**Exercise inputs**

········

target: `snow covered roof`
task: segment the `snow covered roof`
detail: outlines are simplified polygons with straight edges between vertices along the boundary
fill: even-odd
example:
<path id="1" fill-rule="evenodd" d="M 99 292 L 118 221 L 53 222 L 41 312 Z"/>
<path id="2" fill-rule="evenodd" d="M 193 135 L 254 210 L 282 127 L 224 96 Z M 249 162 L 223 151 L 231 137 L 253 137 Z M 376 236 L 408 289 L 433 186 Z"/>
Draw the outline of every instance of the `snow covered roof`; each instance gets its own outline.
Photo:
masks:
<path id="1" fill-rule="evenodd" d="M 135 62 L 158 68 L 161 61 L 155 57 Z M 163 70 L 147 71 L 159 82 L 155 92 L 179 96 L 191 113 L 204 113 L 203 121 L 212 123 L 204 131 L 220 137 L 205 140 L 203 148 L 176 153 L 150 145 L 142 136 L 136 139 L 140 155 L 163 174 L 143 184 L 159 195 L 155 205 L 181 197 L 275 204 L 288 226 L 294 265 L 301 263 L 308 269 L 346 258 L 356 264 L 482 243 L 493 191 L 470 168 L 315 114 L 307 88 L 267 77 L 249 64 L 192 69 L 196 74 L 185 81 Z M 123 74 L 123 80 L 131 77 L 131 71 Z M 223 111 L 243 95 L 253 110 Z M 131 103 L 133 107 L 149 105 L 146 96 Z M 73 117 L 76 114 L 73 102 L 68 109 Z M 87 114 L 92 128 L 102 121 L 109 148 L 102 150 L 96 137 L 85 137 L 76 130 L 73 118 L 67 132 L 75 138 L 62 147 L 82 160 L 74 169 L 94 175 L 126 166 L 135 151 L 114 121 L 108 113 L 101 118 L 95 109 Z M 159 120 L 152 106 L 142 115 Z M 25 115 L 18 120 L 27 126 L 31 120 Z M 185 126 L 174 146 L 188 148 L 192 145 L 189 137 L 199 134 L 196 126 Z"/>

········

**Exercise objective**
Arrange the lines above as a Markdown table with the columns Row and Line. Give each line its own numbered row and leave out any blank lines.

**Full solution**
| Row | Line |
|---|---|
| 1 | target: `snow covered roof` |
| 2 | task: segment the `snow covered roof` |
| 3 | detail: outlines are simplified polygons with straight edges between vertices along the boundary |
| 4 | fill: even-odd |
| 5 | example: |
| 6 | <path id="1" fill-rule="evenodd" d="M 99 292 L 118 221 L 53 222 L 41 312 Z"/> |
| 7 | <path id="2" fill-rule="evenodd" d="M 193 135 L 254 210 L 282 127 L 224 96 Z M 249 162 L 223 151 L 231 137 L 253 137 Z M 376 236 L 408 289 L 433 186 Z"/> |
| 8 | Draw the outline of every instance of the `snow covered roof`; each instance gets its own outline. |
| 9 | Photo: |
| 10 | masks: |
| 11 | <path id="1" fill-rule="evenodd" d="M 135 62 L 158 68 L 161 61 L 155 57 Z M 163 70 L 147 71 L 159 82 L 155 92 L 179 96 L 191 113 L 204 113 L 203 121 L 212 123 L 204 131 L 220 137 L 205 140 L 203 148 L 176 153 L 150 145 L 142 136 L 136 139 L 140 155 L 163 174 L 143 184 L 159 195 L 155 205 L 181 197 L 275 204 L 288 226 L 294 265 L 301 263 L 308 269 L 346 258 L 356 264 L 482 243 L 493 191 L 470 168 L 315 114 L 307 88 L 267 77 L 249 64 L 192 69 L 196 74 L 185 81 Z M 123 74 L 123 80 L 131 77 L 131 71 Z M 223 111 L 243 95 L 253 110 Z M 131 103 L 133 107 L 149 105 L 146 96 Z M 73 117 L 76 114 L 73 102 L 68 109 Z M 87 114 L 92 128 L 102 121 L 109 148 L 102 150 L 96 137 L 85 137 L 76 130 L 73 118 L 67 132 L 75 138 L 62 147 L 82 160 L 74 169 L 94 175 L 126 166 L 135 151 L 114 121 L 108 113 L 101 118 L 95 109 Z M 159 120 L 152 106 L 142 115 Z M 25 115 L 18 120 L 27 126 L 31 120 Z M 185 126 L 174 146 L 188 148 L 192 145 L 189 137 L 199 134 L 196 126 Z"/> |